## REQUIREMENTS
Write out the lines from the line containing "tree bark, where" through the final line of the listing below, exactly, omitting every other line.

## Records from a point labeling set
§ §

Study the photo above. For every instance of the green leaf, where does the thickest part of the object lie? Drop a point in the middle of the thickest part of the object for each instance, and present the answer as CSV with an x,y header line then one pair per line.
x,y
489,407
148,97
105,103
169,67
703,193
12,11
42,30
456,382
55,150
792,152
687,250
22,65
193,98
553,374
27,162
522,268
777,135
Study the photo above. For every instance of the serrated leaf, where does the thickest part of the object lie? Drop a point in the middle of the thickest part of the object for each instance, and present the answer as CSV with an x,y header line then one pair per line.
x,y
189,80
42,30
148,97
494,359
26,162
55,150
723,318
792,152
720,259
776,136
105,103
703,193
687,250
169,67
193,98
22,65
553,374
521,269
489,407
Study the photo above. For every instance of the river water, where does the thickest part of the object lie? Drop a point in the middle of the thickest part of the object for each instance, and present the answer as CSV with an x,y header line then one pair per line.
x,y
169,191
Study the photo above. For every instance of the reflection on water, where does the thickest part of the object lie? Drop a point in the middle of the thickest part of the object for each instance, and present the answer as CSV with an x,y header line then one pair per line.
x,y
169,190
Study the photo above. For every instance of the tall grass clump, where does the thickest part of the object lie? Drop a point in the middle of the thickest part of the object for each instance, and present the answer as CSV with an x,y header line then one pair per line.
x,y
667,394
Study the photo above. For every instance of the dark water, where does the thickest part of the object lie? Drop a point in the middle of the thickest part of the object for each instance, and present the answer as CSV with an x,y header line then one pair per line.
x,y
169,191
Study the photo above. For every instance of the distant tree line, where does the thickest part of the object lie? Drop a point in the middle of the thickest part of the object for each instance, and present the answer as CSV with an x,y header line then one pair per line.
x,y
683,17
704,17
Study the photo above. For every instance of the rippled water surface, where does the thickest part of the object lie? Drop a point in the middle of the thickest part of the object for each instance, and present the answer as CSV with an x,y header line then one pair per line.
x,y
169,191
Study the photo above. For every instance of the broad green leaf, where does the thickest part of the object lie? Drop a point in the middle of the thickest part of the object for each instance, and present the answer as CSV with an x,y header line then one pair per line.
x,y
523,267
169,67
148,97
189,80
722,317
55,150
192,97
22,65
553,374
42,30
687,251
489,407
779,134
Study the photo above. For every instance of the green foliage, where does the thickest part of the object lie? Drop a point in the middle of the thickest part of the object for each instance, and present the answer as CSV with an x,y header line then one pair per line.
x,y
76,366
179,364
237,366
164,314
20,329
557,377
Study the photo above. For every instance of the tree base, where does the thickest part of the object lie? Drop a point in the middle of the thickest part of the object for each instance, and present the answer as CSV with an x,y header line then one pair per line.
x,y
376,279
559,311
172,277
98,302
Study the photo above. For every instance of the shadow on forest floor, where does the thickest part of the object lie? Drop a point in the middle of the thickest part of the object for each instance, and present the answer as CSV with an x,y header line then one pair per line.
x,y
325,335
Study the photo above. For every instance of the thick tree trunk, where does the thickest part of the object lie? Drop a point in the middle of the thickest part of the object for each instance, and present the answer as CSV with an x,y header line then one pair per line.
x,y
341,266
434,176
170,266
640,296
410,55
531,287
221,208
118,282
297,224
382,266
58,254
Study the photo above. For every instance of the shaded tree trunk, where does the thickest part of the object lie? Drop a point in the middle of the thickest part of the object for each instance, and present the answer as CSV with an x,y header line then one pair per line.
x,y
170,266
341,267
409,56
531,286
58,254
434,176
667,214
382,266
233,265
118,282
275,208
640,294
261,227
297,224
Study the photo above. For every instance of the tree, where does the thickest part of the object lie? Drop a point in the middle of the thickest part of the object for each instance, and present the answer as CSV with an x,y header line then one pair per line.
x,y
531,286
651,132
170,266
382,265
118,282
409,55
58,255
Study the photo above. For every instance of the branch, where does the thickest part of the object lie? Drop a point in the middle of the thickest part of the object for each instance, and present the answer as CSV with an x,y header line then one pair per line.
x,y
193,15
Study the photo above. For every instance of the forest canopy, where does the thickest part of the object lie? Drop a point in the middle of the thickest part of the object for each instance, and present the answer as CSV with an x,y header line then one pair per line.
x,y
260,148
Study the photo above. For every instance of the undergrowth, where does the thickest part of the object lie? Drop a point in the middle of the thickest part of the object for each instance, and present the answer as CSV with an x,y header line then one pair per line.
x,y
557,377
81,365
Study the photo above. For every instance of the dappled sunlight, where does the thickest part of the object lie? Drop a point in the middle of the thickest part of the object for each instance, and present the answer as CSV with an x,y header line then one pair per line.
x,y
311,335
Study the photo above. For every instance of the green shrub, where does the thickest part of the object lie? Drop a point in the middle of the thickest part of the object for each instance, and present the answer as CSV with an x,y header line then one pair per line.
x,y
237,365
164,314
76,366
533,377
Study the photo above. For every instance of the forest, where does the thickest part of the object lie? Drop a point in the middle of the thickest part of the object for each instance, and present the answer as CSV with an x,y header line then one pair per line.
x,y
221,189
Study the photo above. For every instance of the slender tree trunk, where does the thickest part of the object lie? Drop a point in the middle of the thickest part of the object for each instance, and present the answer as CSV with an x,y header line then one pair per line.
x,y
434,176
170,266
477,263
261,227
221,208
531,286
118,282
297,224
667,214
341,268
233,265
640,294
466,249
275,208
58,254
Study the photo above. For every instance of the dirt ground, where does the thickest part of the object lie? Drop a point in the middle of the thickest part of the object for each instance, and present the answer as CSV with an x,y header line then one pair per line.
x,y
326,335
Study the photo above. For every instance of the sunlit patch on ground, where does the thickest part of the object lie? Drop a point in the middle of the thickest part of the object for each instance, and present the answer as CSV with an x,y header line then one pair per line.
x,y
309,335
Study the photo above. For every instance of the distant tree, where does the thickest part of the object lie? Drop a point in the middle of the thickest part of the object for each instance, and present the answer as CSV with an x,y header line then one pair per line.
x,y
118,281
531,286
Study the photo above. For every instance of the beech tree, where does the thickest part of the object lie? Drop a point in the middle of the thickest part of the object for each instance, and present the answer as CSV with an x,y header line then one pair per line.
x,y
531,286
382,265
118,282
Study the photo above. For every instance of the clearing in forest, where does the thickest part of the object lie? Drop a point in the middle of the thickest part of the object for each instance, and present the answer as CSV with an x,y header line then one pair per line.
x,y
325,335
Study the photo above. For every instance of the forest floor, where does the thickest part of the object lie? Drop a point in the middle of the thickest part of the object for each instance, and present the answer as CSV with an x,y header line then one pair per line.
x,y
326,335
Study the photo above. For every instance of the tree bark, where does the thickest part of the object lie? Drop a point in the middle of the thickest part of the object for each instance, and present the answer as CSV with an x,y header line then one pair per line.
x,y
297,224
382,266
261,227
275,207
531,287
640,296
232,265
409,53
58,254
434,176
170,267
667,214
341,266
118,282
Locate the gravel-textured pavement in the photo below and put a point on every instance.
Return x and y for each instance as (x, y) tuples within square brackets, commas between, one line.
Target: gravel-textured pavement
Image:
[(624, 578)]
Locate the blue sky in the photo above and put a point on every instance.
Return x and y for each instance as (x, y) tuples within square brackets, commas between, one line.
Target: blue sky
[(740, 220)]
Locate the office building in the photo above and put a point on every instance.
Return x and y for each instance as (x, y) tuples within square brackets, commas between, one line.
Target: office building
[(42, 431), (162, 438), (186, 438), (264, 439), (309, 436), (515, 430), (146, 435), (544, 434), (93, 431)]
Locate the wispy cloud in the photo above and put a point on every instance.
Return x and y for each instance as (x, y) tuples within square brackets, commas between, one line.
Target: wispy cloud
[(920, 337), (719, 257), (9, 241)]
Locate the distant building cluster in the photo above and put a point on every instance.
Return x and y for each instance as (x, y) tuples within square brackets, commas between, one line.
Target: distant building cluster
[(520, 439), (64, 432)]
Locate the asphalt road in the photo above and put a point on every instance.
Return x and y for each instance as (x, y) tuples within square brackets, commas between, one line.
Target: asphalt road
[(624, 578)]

§ §

## EXPECTED ANSWER
Study the photo above. For every instance of the tree bark, where does the thickest part of the object lie? Drop a point in the middle of the thickest part of the object for each instance, and present the answer as CSV with an x,y header line then one pair per line.
x,y
297,224
382,266
261,227
275,207
531,287
640,296
232,265
409,53
58,254
434,176
170,267
667,214
341,266
118,282
Locate the gravel-textured pavement in the photo below and put a point on every instance.
Return x and y for each instance as (x, y) tuples within square brackets, commas between, one line.
Target: gravel-textured pavement
Image:
[(624, 578)]
Locate the blue sky in the photo above and put a point on every instance.
Return x and y for each instance as (x, y) tuples within square brackets, commas between, one line.
Target: blue sky
[(740, 220)]
Locate the office building in the photo above and put a point on every instance.
Return x and y for each instance as (x, y) tuples within square brackets, commas between, one line.
Target: office building
[(42, 431), (162, 438), (186, 438), (264, 439), (309, 436), (515, 430), (146, 435), (544, 434), (93, 431)]
Locate the wispy cloud in the photo above and put a point on every instance.
Return x and y for each instance as (x, y) tuples within square brackets, commas between, one line.
Target: wispy cloud
[(920, 337), (719, 257), (9, 241)]
Locate the distant building cluster in the photo above and put a point on every instance.
Return x and y for each instance as (x, y) tuples within square brackets, commas between, one line.
Target: distant building cluster
[(520, 439), (64, 432)]
Locate the asphalt road in the photo above and put a point on every instance.
Return x and y for each instance as (x, y) tuples within square brackets, commas between, one line.
Target: asphalt road
[(624, 578)]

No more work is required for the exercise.